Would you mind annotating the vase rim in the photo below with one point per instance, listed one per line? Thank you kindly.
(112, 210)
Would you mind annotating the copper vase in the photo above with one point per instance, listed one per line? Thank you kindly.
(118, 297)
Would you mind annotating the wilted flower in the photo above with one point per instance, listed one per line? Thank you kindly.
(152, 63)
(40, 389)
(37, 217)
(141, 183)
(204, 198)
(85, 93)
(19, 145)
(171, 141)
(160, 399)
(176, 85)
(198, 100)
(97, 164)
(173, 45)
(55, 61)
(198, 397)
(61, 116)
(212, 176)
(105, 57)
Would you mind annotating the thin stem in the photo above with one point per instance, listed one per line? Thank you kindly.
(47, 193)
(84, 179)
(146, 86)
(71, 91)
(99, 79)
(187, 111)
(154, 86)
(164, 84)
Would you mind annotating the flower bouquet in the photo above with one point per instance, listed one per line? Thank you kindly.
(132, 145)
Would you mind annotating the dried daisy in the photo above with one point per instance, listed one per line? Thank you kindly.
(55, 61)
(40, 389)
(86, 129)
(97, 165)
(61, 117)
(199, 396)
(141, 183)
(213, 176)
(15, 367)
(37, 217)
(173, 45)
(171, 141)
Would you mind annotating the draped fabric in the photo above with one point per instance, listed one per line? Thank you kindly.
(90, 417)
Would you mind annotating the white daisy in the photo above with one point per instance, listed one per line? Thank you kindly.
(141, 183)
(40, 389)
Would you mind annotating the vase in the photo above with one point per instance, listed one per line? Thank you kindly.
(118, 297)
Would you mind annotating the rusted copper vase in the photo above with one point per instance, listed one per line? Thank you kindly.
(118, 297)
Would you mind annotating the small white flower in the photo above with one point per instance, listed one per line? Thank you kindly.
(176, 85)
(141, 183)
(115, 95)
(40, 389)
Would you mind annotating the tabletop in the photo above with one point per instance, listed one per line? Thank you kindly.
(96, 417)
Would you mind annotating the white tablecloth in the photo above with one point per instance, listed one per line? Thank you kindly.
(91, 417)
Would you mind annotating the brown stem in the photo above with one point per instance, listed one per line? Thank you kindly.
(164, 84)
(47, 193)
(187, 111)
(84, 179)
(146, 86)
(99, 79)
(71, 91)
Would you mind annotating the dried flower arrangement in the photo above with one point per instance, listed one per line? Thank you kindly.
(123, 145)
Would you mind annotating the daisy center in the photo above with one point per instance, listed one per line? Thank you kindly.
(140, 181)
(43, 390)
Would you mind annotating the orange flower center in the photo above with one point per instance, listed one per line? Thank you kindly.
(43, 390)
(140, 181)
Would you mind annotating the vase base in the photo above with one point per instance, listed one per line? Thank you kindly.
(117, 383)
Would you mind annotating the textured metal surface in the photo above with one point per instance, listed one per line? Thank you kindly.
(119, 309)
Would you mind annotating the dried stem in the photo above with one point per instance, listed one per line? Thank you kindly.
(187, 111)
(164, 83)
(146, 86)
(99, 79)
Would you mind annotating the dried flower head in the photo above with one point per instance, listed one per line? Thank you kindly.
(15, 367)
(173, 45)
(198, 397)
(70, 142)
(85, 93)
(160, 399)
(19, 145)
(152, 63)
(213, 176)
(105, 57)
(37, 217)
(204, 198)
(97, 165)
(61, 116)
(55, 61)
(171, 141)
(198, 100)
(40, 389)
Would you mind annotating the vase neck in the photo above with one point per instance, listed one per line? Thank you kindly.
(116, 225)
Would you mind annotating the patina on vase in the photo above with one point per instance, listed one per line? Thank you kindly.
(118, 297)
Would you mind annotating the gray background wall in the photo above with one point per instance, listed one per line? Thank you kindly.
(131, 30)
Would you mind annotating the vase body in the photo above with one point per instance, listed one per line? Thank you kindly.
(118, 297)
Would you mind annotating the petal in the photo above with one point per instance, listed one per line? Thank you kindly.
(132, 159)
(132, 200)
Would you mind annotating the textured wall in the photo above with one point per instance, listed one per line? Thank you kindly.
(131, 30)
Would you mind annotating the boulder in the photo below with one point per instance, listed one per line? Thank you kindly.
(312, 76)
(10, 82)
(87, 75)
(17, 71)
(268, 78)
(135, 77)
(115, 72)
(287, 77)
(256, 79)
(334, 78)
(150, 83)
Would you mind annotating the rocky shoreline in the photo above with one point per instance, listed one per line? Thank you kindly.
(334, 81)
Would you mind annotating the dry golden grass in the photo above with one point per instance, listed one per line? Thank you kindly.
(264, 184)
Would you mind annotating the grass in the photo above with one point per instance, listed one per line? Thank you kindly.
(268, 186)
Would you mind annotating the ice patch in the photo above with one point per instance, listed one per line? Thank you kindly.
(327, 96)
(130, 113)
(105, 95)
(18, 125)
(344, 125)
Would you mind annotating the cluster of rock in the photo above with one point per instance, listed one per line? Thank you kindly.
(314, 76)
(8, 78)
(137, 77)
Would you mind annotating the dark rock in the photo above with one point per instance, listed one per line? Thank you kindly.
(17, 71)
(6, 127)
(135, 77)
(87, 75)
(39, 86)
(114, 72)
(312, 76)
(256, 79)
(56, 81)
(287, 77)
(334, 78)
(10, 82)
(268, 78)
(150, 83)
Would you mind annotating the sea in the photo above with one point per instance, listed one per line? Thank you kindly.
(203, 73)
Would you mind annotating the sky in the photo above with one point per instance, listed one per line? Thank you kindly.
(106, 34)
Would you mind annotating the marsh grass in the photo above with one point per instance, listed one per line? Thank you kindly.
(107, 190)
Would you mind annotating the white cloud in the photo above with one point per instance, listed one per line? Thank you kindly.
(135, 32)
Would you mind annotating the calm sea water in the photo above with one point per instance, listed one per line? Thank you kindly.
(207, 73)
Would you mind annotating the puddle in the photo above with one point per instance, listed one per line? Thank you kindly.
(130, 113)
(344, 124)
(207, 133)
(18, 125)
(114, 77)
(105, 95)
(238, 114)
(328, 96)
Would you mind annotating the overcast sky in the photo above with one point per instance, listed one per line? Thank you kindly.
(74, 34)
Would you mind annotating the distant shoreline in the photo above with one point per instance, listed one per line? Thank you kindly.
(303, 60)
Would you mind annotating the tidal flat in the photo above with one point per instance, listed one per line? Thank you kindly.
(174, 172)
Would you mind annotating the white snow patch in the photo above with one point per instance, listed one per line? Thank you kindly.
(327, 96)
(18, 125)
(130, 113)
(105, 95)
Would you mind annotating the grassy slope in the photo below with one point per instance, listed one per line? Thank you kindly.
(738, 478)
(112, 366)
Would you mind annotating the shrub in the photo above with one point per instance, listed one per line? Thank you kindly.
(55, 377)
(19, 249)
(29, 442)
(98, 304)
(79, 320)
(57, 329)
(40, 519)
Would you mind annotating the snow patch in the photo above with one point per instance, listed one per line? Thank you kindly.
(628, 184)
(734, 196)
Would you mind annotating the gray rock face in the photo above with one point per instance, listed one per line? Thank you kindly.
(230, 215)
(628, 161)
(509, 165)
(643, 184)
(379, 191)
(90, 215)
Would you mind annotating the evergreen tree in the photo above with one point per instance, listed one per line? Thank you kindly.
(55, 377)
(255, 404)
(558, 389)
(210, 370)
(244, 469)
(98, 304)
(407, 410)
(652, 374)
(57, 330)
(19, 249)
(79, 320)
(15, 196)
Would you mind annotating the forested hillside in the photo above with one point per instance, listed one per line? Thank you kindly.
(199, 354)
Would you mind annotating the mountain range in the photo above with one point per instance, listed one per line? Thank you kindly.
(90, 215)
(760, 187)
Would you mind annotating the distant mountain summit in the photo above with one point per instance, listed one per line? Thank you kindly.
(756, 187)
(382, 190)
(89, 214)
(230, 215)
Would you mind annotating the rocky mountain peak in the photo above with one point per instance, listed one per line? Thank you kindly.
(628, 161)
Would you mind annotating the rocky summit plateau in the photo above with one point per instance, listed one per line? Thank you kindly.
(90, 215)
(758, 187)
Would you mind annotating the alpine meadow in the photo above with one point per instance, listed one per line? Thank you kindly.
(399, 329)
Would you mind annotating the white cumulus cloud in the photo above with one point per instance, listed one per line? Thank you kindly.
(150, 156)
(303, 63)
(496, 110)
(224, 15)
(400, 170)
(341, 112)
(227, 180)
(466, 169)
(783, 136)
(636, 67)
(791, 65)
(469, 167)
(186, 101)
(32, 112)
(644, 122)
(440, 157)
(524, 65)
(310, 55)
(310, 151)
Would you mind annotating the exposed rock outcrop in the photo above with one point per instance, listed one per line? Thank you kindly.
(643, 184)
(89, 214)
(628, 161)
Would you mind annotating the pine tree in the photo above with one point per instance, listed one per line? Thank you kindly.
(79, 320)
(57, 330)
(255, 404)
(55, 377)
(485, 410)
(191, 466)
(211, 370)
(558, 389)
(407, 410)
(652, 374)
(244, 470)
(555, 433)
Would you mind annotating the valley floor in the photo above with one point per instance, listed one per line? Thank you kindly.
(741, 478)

======

From the line containing "Would you mind annotating the alpine" to the last line of the listing, write everything out exactly. Nothing outside that stretch belongs.

Would you mind annotating the alpine meadow in the photo above with one point per instance, listed one per line? Thank you kindly.
(399, 329)
Would you mind annotating the white cumulus cloud in the photo above with one point per instance, listed one per line? Thank you kindly.
(150, 156)
(303, 63)
(496, 110)
(224, 15)
(400, 170)
(341, 112)
(227, 180)
(466, 169)
(783, 136)
(636, 67)
(791, 65)
(469, 167)
(186, 101)
(32, 112)
(644, 122)
(440, 157)
(524, 65)
(310, 55)
(310, 151)
Would you mind annotating the exposed rock outcrop in the photo above with one point per instance, listed one per line? Thank you kindly.
(643, 184)
(89, 214)
(628, 161)
Would you mind annotating the pine tree in the photo above with one point per instance, listed one per line? Thank you kindly.
(79, 320)
(57, 330)
(255, 404)
(55, 377)
(485, 410)
(191, 466)
(211, 370)
(558, 389)
(407, 410)
(652, 374)
(244, 470)
(555, 433)
Would you mind annotating the valley floor in the photo above with one point per instance, listed one per line? Thank you kindly.
(741, 478)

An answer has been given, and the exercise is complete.